前回、世界動物園水族館協会(WAZA)が、
和歌山県太地町のイルカ追い込み漁で捕獲したイルカを購入し、
ショーなどに使っているという理由で、
日本動物園水族館協会(JAZA)の会員資格を
停止したという話を書いた。

結局、日本動物園水族館協会(JAZA)は、
世界動物園水族館協会(WAZA)のいうことを聞き入れ、
以降はイルカ追い込み漁で捕獲したイルカを使わないことを条件に
会員資格の停止を撤回してもらったのだが、
結局、太地町で行なわれているイルカ追い込み漁の
どこが残酷だったのかという点については、
はっきりと示されることはなかった。
日本側としては、かなり不満の残る結果になったため、
これ以降も色々と軋轢が生じそうである。

それはともかくとして、
前回は、この「イルカ問題」についての意見を中心に書いたため、
「イルカ」そのものについては、あまり書くことが出来なかった。
今回は、その辺りを書いていきたい。

さて、今回問題になった和歌山県太地町だが、
場所的には紀伊半島南端から、やや東側に存在している町だ。
今回は、イルカの追い込み漁でその名を聞くことになったが、
本来はクジラの町として、その名を知られている。

## データ抜粋:
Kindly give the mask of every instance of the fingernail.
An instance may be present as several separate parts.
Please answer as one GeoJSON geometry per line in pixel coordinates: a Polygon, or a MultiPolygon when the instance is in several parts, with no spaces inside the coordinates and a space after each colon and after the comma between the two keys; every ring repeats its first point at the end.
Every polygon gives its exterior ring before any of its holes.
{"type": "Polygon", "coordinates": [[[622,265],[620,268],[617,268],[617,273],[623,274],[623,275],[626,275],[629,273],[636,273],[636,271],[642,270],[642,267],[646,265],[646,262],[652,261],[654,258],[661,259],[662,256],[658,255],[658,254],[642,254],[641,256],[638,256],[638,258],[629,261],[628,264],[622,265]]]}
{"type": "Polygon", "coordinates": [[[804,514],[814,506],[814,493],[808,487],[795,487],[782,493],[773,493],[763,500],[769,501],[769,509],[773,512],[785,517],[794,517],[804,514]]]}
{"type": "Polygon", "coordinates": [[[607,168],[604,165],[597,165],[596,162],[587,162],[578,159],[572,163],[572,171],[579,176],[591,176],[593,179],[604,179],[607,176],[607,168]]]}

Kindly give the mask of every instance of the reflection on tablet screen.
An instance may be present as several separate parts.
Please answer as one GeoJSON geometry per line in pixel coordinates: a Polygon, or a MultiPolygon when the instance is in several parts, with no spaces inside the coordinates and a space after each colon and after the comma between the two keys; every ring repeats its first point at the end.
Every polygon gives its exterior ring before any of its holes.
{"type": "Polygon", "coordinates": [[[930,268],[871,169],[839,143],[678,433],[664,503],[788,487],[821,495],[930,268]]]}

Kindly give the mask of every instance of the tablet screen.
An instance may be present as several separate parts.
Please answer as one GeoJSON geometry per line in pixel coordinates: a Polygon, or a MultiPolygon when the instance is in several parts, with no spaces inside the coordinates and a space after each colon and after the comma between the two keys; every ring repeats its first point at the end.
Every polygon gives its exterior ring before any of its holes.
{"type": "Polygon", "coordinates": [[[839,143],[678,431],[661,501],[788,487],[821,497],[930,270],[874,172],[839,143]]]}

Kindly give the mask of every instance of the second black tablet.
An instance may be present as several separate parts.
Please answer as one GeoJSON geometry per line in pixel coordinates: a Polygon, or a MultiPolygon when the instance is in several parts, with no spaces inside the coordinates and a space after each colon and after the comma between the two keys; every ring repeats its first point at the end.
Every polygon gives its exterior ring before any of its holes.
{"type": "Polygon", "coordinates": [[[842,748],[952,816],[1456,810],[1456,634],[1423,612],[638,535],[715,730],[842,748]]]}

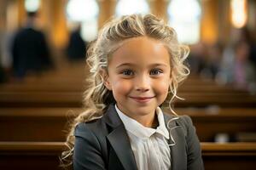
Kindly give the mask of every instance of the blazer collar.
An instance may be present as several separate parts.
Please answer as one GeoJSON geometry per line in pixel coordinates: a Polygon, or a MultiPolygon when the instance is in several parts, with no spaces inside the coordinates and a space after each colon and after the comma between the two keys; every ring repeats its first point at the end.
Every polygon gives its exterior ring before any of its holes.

## 課題一覧:
a – 太地町のイルカ漁についての文章によると、太地町は本来何の町として知られていますか。
b – 太地町のイルカ漁についての文章を、最後の文の続きから書き進めてください。
資料は、本文とは別の出典から取られたものです。

## 演習結果:
a – クジラの町として知られています。

b –
自分も子供のころに家族旅行で一度行ったきりなのだが、
山と海に挟まれた、小さな町だったという記憶しかない。
「クジラ」という特徴がなければ、
本当に日本中どこにでもある、平凡な漁港にしか見えない。
件の「イルカ追い込み漁」は、
現在、日本においてはこの太地町でのみ行なわれている。
2013年の記録によれば、
この年、日本が獲ったイルカの総数は2832頭で、
このうち1239頭が、太地町のイルカ追い込み漁で
捕獲されている。
漁獲総量の40%以上は、この太地町の追い込み漁にて
捕獲されている計算になる。
ちなみに残り60%ほどのイルカは、
「突きん棒漁」と呼ばれる方法で捕獲されている。
これは、泳いでいるイルカに銛を突き刺す方法で、
パッと聞いた感じでは、追い込み漁より
よほど残酷なように聞こえる。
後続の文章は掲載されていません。